## Start

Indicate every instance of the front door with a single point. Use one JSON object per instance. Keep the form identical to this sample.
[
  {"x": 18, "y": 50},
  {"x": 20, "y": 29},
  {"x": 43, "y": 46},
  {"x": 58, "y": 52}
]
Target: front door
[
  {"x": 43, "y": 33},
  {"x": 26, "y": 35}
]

## End

_To do_
Rewrite the records, changing each occurrence of "front door" to "entrance" and leaving everything else unchanged.

_Problem solution_
Indicate every instance of the entrance with a single point. Use one JSON object per instance. Keep the form identical to this sample.
[
  {"x": 18, "y": 50},
  {"x": 20, "y": 29},
  {"x": 43, "y": 46},
  {"x": 58, "y": 52}
]
Target: entrance
[
  {"x": 43, "y": 33},
  {"x": 26, "y": 35}
]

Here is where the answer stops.